EXCERPT TO READ —
[asterisk-dev] Dahdi resource limit
Shaun Ruffell
sruffell at digium.com
Wed Apr 4 12:09:01 CDT 2012
On Tue, Apr 03, 2012 at 09:26:49PM +0200, Olle E. Johansson wrote:
>
> 3 apr 2012 kl. 21:11 skrev Shaun Ruffell:
>
> > On Tue, Apr 03, 2012 at 06:22:36PM +0200, Olle E. Johansson wrote:
> >>
> >> 3 apr 2012 kl. 17:01 skrev Shaun Ruffell:
> >>
> >>> On Tue, Apr 03, 2012 at 10:18:22AM +0200, Olle E. Johansson wrote:
> >>>>
> >>>> I am lost how to debug this and provide a good report. Dahdi
> >>>> developers - are you aware of some sort of limit apart from the
> >>>> file handles that can lead to this issue?
> >>>
> >>> 2.5.0 was the first release to add a module parameter to specify the
> >>> maximum number of psuedo channels that can be opened (and lowered
> >>> limit from hard coded 1024 for all channels to 512 for only pseudo
> >>> channels). Perhaps your bumping into that?
> >>>
> >>> The change went in in r9610 "dahdi: Add module parameter to limit
> >>> number of pseudo channels." [1]
> >>>
> >>> [1] http://svnview.digium.com/svn/dahdi?view=revision&revision=9610
> >>
> >> Thanks for the feedback, Shaun!
> >>
> >> As I wrote before - we have configured Dahdi to for 4000 file handles,
> >> but still hit some kind of limit around 1400 open ones.
> >
> > Ahh, I wasn't exactly sure what you meant by "we have configured
> > Dahdi for 4000 file handles". The 'max_pseudo_channels' only limits
> > the total number of psuedo channels that can be created, not the
> > total number of open descriptors to DAHDI objects.
> >
> > So regarding your original question about what limits may be in the
> > driver: There is a hard coded limit of 1024 conferences which you
> > may be hitting if you're dropping each psuedo you create into it's
> > own conference. See DAHDI_MAX_CONF include/dahdi/user.h if you want
> > to bump it up, but I still think you should be CPU bound before you
> > hit that limit.

A block of data
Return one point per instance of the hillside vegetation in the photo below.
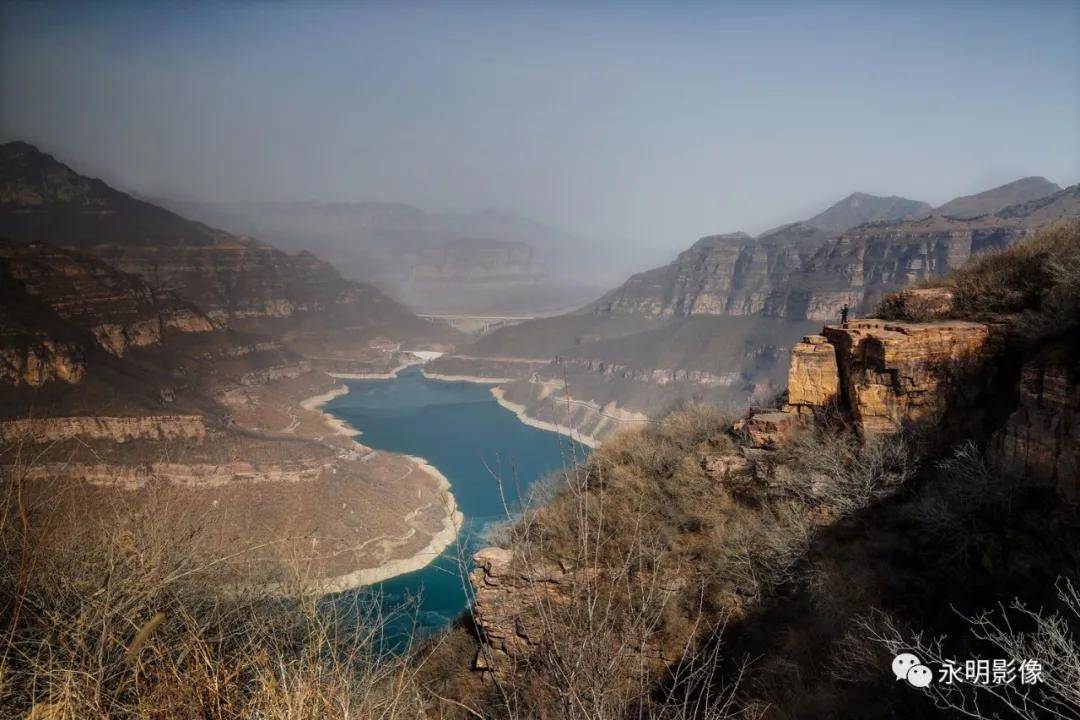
(684, 570)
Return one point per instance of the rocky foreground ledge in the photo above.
(877, 377)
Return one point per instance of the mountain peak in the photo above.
(990, 201)
(861, 207)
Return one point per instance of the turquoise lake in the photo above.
(459, 429)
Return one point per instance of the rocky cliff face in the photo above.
(35, 361)
(230, 279)
(945, 375)
(476, 260)
(103, 428)
(730, 274)
(869, 260)
(119, 310)
(1042, 435)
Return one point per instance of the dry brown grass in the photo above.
(116, 617)
(1037, 282)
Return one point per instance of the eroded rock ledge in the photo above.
(104, 428)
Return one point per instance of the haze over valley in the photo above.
(539, 361)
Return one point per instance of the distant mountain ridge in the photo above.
(860, 208)
(997, 199)
(235, 281)
(650, 341)
(393, 245)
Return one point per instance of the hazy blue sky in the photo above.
(651, 122)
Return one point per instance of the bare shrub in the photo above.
(1012, 633)
(841, 475)
(1037, 280)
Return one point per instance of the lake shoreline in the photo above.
(453, 518)
(516, 408)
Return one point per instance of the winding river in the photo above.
(459, 429)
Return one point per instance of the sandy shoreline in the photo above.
(466, 378)
(315, 404)
(499, 395)
(440, 541)
(517, 409)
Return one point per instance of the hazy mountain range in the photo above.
(431, 260)
(716, 323)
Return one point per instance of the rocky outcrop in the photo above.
(891, 374)
(876, 258)
(813, 380)
(1042, 436)
(103, 428)
(730, 274)
(34, 362)
(476, 260)
(119, 310)
(190, 475)
(508, 596)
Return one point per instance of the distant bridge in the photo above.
(477, 324)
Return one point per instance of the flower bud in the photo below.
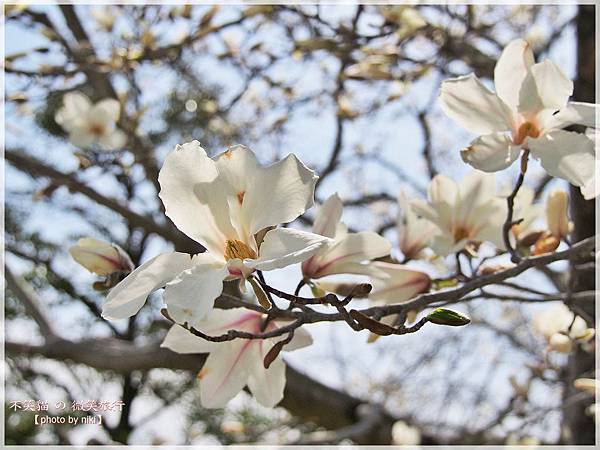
(561, 343)
(557, 207)
(100, 257)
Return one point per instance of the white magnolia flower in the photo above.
(101, 257)
(89, 123)
(404, 434)
(463, 212)
(345, 253)
(528, 111)
(228, 204)
(559, 328)
(414, 233)
(234, 364)
(557, 214)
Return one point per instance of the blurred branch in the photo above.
(29, 299)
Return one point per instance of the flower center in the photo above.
(238, 250)
(527, 129)
(96, 130)
(460, 233)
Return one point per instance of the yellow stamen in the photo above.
(238, 250)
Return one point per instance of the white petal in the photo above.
(75, 108)
(285, 246)
(194, 198)
(511, 69)
(81, 137)
(180, 340)
(278, 194)
(266, 385)
(225, 373)
(400, 284)
(567, 155)
(113, 140)
(109, 109)
(468, 102)
(127, 297)
(355, 247)
(191, 295)
(491, 153)
(546, 86)
(329, 216)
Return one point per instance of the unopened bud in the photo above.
(100, 257)
(560, 343)
(442, 316)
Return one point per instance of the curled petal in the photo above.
(468, 102)
(491, 153)
(127, 298)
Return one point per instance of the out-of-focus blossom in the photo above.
(414, 233)
(232, 365)
(230, 205)
(528, 111)
(100, 257)
(465, 212)
(88, 123)
(404, 434)
(345, 253)
(561, 328)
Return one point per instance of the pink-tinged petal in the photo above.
(567, 155)
(470, 104)
(225, 372)
(127, 297)
(285, 246)
(328, 217)
(397, 283)
(180, 340)
(352, 249)
(191, 295)
(546, 86)
(491, 153)
(195, 198)
(278, 194)
(511, 69)
(113, 140)
(266, 385)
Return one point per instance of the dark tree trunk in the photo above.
(580, 427)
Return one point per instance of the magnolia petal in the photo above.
(567, 155)
(328, 217)
(81, 137)
(191, 295)
(354, 248)
(266, 385)
(546, 86)
(491, 153)
(511, 69)
(469, 103)
(113, 140)
(180, 340)
(75, 108)
(279, 194)
(194, 198)
(107, 110)
(127, 297)
(225, 373)
(285, 246)
(399, 284)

EXERCISE PROMPT — Pick up the mailing-list message about the DAHDI resource limit right after its last sentence and keep writing it.

RESPONSE TO THE TASK —
> >
> > Since all the conferencing is done on a single CPU, I can't open
> > more than about 1500 psuedo channels and still have a usable system.
> > Too much time is eaten up in the context of the timer interrupt
> > which is handling all the mixing, transmit, and receives for those
> > pseudo channels.
> >
> > Try the following to get a sense of how many psuedo channels you
> > might be able to open:
> >
> > # /etc/init.d/dahdi stop
> > # modprobe dahdi max_pseudo_channels=4000
> > # ulimit -n 4000
> >
> > Then run the following through your python interpreter:
> >
> > import sys
> > import time
> >
> > chans = []
> > x = 0
> >
> > while True:
> > chans.append(file("/dev/dahdi/pseudo", "rw"))
> > time.sleep(0.01)
> > x = x + 1
> > sys.stdout.write("%d " % (x))
> > sys.stdout.flush()
> >
> > When the CPU that is running the timer gets pegged out, this process
> > can take awhile to kill, but everything will go back to normal once
> > it is.
> >
> > The load on the system is even more pronounced when those pseudos
> > are actually in conference with one another.
> >
> > Does this help?
> Absolutely, thank you!
> Together with Kevin's earlier explanation of the pseudo and timer usage I know have a more complete picture.
>
> Now, the question is where we go from here. I guess not doing mixing in Dahdi is my solution,
> which for 1.4 means one of the out-of-tree solutions.
>
> I still wonder where the leakage is, but that is another issue. It's not one per conference, seems more random like that.
Olle,
Another thing that you may do in the interim to increase the number
of meetme conferences you can process is change DAHDI_CHUNKSIZE size
and only build dahdi.ko.
If I change DAHDI_CHUNKSIZE to 80 (10 ms of audio in each chunk) I
can hold open 4000 pseudo channels and sit at about 75% CPU consumed
in software interrupt context. That's not too bad if you have other
cores to do the real work. 80 is probably the max you'll want to do
if audio is coming from userspace in 20ms frames.
You'll need to change DAHDI_CHUNKSIZE in include/dahdi/kernel.h,
increase DAHDI_MAX_CONFERENCE to an appropriate number, and edit
drivers/dahdi/Kbuild, commenting out all the board drivers (some of
them are not designed to work with chunksizes greater than
8bytes/1ms).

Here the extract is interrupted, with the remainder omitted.